Retype the lines between the one holding "segment: blurred green leaf" and the one holding "653 397 L 676", inclusive, exactly as they appear.

**** SUPPLIED DATA

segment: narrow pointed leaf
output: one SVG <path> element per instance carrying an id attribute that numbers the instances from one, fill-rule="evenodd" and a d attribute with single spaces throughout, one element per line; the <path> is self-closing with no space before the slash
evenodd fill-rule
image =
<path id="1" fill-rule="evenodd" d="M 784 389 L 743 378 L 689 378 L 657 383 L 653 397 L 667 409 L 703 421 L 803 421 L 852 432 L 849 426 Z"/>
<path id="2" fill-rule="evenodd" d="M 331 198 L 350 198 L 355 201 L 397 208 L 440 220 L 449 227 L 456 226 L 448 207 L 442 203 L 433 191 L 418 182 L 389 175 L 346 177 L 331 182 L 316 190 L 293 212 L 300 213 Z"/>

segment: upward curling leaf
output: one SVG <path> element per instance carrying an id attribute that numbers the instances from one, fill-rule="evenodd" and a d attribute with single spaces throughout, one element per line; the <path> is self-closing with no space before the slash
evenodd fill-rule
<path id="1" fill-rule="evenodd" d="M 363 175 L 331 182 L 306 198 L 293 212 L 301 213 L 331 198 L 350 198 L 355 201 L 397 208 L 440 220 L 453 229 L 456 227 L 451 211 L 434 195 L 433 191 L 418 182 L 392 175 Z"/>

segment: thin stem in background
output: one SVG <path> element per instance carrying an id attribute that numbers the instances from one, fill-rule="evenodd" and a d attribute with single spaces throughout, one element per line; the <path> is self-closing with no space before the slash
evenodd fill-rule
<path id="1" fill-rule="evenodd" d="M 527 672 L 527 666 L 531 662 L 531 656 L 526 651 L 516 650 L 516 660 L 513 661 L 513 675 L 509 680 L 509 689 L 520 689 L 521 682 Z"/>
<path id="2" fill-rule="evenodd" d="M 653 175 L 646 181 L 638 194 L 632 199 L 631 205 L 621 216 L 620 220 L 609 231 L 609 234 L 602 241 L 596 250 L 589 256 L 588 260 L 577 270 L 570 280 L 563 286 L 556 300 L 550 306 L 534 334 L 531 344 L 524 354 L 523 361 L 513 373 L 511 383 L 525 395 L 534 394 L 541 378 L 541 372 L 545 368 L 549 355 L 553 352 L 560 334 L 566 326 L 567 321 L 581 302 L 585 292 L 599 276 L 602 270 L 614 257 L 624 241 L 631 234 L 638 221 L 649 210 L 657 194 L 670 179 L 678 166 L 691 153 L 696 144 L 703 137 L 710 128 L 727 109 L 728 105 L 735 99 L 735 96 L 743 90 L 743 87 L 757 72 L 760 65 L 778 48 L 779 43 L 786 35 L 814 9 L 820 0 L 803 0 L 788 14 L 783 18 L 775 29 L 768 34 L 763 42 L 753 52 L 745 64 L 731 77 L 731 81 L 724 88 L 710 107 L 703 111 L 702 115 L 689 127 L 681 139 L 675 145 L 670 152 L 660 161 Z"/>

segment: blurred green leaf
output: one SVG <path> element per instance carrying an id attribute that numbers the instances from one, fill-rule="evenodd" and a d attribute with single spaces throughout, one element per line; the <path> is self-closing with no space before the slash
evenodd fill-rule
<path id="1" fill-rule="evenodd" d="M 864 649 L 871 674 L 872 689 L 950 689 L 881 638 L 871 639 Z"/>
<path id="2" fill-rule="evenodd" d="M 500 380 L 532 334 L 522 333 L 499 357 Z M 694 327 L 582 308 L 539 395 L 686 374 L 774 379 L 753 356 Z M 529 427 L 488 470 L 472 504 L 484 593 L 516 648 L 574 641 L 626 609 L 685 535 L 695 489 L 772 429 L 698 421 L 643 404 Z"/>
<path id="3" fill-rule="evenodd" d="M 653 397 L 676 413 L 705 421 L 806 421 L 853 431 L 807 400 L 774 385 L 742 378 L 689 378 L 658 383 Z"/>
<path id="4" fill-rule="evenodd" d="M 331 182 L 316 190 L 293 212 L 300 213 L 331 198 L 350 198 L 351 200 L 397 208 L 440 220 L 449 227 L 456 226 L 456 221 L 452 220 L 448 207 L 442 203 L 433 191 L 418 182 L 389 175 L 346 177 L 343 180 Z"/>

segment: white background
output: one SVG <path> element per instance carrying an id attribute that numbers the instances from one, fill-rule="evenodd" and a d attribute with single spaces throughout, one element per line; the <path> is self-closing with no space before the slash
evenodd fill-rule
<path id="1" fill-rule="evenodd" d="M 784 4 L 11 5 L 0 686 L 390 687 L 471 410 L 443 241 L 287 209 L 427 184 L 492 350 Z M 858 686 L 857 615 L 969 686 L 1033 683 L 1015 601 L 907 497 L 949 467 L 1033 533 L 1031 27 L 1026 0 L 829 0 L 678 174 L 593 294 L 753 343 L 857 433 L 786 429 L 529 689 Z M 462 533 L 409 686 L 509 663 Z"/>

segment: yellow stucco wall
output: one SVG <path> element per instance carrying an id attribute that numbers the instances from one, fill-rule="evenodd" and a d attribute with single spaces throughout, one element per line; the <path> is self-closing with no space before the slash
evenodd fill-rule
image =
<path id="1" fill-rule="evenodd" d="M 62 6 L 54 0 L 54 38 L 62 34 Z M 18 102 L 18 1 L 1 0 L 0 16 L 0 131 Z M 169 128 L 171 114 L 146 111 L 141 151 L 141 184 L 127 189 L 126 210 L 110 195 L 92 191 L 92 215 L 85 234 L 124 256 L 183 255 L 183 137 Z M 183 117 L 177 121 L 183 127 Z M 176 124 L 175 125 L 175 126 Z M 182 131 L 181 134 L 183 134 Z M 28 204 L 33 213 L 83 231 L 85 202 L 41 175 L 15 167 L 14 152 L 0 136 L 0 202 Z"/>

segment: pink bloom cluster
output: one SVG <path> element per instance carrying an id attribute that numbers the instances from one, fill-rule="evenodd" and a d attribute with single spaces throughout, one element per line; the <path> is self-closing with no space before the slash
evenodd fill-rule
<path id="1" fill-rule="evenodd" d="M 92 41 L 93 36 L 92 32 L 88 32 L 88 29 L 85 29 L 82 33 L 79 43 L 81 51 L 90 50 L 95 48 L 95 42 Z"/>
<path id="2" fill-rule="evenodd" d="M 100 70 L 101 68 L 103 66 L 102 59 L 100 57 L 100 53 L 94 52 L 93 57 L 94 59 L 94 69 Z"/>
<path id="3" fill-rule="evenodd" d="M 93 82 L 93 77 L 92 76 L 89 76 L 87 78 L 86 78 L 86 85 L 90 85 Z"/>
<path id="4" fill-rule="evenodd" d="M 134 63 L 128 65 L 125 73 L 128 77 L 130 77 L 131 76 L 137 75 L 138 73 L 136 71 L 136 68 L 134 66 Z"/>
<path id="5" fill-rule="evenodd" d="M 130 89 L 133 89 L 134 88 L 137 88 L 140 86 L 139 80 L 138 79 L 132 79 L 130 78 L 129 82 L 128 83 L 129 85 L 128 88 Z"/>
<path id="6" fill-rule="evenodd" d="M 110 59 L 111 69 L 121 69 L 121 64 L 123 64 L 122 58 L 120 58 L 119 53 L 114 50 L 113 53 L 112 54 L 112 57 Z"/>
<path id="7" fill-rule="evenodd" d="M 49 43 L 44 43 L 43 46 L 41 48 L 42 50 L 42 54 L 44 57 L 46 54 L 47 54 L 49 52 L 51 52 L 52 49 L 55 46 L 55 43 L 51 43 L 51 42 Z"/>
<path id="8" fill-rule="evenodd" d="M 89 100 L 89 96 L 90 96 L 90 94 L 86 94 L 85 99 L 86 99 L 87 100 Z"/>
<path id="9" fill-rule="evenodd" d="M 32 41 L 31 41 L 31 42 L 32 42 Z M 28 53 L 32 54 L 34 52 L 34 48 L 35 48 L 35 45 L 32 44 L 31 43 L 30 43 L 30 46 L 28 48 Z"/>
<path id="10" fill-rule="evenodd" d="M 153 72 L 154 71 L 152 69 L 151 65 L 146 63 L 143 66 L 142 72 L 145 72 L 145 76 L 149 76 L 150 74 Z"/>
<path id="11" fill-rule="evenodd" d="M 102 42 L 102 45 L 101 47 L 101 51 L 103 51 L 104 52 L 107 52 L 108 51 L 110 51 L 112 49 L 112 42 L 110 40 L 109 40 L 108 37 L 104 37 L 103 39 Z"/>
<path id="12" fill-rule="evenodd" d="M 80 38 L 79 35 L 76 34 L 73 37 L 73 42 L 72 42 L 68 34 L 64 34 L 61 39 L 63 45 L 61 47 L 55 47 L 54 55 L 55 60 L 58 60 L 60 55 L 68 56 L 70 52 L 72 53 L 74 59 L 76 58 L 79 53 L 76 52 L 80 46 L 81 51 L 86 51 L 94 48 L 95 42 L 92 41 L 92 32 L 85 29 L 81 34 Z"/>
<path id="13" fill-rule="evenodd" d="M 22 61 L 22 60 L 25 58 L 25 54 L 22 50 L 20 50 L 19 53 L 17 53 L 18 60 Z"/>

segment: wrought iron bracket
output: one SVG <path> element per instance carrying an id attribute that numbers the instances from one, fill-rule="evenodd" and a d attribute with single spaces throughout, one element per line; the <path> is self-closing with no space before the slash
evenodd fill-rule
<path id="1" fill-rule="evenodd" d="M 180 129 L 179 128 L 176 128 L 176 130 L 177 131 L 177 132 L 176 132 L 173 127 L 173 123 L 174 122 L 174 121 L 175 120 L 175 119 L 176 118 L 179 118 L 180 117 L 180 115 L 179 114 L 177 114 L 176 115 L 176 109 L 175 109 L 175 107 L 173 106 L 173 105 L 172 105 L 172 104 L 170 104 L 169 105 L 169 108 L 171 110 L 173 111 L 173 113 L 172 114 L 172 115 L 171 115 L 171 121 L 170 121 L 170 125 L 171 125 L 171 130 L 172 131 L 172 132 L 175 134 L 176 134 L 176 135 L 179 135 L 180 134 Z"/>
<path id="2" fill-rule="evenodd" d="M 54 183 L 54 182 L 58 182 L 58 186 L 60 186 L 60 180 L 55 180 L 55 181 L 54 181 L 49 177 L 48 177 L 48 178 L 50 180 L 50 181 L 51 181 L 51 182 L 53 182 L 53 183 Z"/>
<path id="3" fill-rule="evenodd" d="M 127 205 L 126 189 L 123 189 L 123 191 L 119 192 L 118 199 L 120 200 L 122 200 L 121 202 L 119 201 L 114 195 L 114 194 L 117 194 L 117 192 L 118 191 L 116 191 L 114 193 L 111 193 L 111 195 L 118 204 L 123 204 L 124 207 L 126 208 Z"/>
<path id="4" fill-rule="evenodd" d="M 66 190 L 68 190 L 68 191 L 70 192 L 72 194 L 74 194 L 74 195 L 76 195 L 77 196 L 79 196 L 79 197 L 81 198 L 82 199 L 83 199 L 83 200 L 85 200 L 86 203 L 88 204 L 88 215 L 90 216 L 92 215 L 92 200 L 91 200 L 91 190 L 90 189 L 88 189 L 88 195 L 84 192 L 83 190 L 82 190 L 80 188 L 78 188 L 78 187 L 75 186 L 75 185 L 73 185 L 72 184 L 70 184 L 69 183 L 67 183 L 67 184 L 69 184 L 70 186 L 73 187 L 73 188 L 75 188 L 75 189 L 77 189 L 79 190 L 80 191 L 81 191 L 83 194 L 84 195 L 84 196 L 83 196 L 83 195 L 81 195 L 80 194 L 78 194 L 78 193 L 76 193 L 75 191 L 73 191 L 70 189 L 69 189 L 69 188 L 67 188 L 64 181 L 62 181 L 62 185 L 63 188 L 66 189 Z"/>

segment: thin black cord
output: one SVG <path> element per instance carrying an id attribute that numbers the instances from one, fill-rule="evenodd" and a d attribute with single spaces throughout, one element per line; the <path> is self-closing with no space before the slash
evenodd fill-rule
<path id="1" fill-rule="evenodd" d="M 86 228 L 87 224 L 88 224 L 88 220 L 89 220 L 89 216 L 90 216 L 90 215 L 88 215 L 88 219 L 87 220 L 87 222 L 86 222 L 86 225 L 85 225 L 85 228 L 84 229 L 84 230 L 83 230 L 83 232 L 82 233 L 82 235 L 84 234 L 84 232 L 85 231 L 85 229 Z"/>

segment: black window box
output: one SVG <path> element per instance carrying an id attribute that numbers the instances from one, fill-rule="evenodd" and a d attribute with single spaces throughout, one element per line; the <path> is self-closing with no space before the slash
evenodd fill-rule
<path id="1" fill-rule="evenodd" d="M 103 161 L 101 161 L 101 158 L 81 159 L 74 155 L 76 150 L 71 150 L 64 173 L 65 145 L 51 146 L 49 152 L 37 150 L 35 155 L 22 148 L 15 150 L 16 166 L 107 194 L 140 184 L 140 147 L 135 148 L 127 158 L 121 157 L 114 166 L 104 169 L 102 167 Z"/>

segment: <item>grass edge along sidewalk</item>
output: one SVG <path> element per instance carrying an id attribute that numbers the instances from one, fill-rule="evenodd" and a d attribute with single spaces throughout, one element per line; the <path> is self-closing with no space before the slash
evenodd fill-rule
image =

********

TASK ANSWER —
segment: blurred green leaf
output: one SVG <path> element per instance carrying an id attribute that numbers the instances from one, fill-rule="evenodd" and a d attribute with single spaces throughout, one element per line; the <path> is self-closing with no space before the slash
evenodd fill-rule
<path id="1" fill-rule="evenodd" d="M 864 649 L 871 674 L 872 689 L 950 689 L 881 638 L 871 639 Z"/>
<path id="2" fill-rule="evenodd" d="M 500 380 L 532 334 L 522 333 L 499 357 Z M 694 327 L 582 308 L 539 395 L 686 374 L 774 379 L 753 356 Z M 529 427 L 488 470 L 472 504 L 484 593 L 516 648 L 574 641 L 626 609 L 685 535 L 695 489 L 772 429 L 698 421 L 643 404 Z"/>
<path id="3" fill-rule="evenodd" d="M 653 397 L 676 413 L 705 421 L 806 421 L 853 431 L 807 400 L 774 385 L 742 378 L 689 378 L 658 383 Z"/>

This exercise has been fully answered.